Which people are named in the excerpt on the Leveretts and U.S. policy toward Iran? List every one.

Document segment
-=-=-=-=-
Flynt Leverett and Hillary Mann Leverett tackle not only U.S. policy toward Iran but the broader context of Middle East policy with a systematic analytical perspective informed by personal experience, as well as very extensive documentation.

More importantly, however, their exposé required a degree of courage that may be unparalleled in the writing of former U.S. national security officials about issues on which they worked. They have chosen not just to criticise U.S. policy toward Iran but to analyse that policy as a problem of U.S. hegemony.

Their national security state credentials are impeccable. They both served at different times as senior coordinators dealing with Iran on the National Security Council Staff, and Hillary Mann Leverett was one of the few U.S. officials who have been authorised to negotiate with Iranian officials.

Both wrote memoranda in 2003 urging the George W. Bush administration to take the Iranian “roadmap” proposal for bilateral negotiations seriously but found policymakers either uninterested or powerless to influence the decision. Hillary Mann Leverett even has a connection with the powerful American Israel Public Affairs Committee (AIPAC), having interned with that lobby group as a youth.

After leaving the U.S. government in disagreement with U.S. policy toward Iran, the Leveretts did not follow the normal pattern of settling into the jobs where they would support the broad outlines of the U.S. role in world politics in return for comfortable incomes and continued access to power.

Instead, they have chosen to take a firm stand in opposition to U.S. policy toward Iran, criticising the policy of the Barack Obama administration as far more aggressive than is generally recognised. They went even farther, however, contesting the consensus view in Washington among policy wonks, news media and Iran human rights activists that President Mahmoud Ahmadinejad’s election in June 2009 was fraudulent.
-=-=-=-=-
Data listing
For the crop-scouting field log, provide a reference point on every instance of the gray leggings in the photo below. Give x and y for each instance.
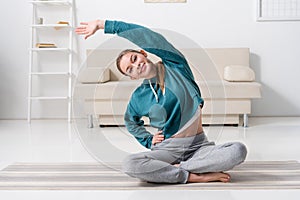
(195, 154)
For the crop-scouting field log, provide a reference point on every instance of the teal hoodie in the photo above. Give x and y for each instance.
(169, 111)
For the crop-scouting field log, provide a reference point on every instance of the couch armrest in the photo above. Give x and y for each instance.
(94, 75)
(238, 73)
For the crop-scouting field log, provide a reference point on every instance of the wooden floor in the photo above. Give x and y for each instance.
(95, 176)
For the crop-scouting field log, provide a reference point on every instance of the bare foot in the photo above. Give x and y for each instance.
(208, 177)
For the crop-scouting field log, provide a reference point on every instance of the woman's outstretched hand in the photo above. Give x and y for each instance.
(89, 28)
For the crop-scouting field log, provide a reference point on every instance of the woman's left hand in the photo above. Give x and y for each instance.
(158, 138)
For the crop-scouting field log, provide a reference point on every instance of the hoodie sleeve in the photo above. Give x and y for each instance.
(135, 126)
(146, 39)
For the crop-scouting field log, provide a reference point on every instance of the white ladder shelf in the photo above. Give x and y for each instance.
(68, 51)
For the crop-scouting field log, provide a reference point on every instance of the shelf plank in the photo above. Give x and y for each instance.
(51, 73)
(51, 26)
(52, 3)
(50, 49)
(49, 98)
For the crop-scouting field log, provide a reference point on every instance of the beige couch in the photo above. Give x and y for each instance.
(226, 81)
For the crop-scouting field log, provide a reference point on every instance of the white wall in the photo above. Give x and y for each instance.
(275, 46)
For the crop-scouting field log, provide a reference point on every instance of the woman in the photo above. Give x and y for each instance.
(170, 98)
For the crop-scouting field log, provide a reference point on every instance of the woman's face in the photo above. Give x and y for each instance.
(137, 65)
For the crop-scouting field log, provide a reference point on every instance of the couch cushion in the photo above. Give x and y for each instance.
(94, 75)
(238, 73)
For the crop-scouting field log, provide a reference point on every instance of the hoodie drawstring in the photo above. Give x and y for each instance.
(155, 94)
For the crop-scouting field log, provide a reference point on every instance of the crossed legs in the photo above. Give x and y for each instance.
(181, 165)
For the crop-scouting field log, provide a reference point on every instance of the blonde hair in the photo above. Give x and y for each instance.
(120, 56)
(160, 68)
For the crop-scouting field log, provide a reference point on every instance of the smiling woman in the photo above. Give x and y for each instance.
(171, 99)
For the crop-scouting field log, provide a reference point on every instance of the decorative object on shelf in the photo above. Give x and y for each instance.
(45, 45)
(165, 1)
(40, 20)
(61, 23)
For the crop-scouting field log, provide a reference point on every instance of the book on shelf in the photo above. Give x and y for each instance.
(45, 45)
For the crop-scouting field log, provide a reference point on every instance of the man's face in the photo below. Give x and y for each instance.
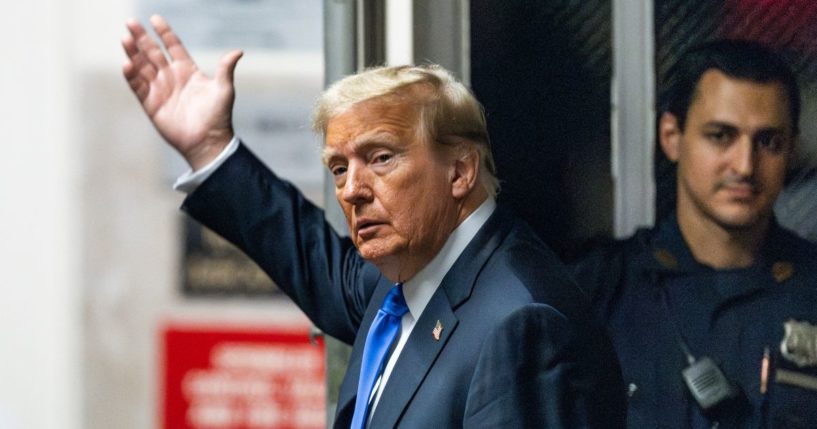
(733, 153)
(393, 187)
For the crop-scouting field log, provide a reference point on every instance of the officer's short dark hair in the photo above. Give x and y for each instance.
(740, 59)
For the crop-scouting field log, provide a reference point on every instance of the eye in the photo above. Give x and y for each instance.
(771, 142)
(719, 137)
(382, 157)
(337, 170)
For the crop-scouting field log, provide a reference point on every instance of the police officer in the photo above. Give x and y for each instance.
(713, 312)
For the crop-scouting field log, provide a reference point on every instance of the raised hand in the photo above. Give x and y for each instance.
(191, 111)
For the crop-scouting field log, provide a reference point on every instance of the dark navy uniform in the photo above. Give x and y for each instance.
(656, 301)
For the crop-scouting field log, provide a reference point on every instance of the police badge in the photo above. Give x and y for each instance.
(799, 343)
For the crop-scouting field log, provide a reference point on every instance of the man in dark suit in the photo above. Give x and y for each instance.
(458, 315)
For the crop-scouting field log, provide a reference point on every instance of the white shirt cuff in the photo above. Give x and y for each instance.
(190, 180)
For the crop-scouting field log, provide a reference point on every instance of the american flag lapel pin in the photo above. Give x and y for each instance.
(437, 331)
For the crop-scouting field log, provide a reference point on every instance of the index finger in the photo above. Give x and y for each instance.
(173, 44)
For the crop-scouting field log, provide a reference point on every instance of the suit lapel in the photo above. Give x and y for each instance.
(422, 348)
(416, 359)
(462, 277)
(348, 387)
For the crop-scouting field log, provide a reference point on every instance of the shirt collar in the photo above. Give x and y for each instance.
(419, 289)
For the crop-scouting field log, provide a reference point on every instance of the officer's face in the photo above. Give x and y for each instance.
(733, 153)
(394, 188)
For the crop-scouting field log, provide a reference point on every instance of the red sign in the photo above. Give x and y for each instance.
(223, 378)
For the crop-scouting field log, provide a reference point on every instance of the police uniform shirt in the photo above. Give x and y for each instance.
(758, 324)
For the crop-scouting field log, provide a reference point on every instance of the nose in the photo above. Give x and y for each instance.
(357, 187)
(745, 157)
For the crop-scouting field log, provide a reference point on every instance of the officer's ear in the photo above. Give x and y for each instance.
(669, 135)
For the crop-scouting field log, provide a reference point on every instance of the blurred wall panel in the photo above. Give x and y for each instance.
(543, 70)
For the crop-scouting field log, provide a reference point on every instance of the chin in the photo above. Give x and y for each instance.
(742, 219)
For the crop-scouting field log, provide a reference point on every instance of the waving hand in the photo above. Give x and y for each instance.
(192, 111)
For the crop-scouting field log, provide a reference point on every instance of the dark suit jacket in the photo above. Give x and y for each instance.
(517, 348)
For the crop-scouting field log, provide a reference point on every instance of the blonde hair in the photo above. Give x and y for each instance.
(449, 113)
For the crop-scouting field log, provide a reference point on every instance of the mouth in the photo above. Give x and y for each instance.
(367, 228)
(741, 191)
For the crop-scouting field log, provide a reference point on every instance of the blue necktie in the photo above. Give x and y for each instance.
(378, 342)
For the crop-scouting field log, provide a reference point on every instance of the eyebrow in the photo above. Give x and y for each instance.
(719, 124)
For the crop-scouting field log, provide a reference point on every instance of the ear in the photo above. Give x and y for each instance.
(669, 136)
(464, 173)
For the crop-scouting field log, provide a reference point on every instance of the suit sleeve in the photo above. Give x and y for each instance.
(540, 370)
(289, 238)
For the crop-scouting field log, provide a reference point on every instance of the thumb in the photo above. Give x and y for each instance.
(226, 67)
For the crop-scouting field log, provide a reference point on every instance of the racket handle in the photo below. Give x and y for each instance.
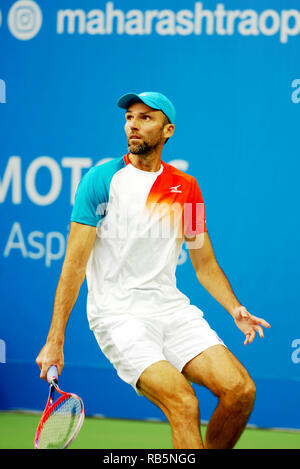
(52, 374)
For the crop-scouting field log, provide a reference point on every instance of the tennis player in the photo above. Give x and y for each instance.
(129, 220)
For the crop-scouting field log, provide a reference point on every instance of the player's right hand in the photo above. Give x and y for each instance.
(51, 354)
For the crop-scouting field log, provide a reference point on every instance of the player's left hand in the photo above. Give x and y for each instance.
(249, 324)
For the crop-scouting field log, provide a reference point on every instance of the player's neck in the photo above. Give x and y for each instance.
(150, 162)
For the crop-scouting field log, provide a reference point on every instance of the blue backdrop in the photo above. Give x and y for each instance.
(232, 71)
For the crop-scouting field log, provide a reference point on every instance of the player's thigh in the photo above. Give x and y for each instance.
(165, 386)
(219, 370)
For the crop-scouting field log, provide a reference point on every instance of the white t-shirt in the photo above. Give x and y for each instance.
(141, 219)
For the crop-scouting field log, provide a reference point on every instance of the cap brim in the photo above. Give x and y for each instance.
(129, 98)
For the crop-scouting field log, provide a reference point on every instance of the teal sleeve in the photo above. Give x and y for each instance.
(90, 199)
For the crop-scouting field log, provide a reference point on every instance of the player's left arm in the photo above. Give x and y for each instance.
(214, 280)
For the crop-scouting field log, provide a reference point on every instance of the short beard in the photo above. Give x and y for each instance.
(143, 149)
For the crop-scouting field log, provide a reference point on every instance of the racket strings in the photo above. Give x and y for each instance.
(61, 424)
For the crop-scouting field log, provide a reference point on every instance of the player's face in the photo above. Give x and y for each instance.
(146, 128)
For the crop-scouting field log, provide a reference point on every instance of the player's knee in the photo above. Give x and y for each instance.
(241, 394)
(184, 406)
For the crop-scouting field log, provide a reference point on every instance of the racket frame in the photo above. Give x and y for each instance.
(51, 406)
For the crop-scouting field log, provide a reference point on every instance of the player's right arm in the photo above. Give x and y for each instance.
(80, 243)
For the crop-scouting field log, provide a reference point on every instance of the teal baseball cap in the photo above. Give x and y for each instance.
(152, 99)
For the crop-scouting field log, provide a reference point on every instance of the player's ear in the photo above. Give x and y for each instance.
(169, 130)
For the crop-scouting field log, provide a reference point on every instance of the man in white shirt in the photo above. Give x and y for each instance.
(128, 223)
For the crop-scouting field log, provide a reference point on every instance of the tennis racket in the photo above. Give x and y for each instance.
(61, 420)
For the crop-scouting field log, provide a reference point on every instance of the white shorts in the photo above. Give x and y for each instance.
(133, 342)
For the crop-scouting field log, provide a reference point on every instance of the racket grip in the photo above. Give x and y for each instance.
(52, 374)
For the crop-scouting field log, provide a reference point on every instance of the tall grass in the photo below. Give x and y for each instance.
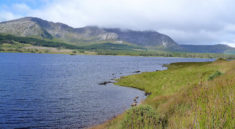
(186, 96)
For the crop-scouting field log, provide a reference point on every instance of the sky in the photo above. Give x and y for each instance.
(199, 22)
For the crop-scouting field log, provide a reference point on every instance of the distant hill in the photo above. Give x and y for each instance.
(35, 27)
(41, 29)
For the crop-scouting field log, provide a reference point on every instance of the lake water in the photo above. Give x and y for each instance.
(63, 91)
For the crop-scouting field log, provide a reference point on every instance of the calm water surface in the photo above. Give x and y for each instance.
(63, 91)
-=-=-=-=-
Answer below
Flynt Leverett
Hillary Mann Leverett
George W. Bush
Barack Obama
Mahmoud Ahmadinejad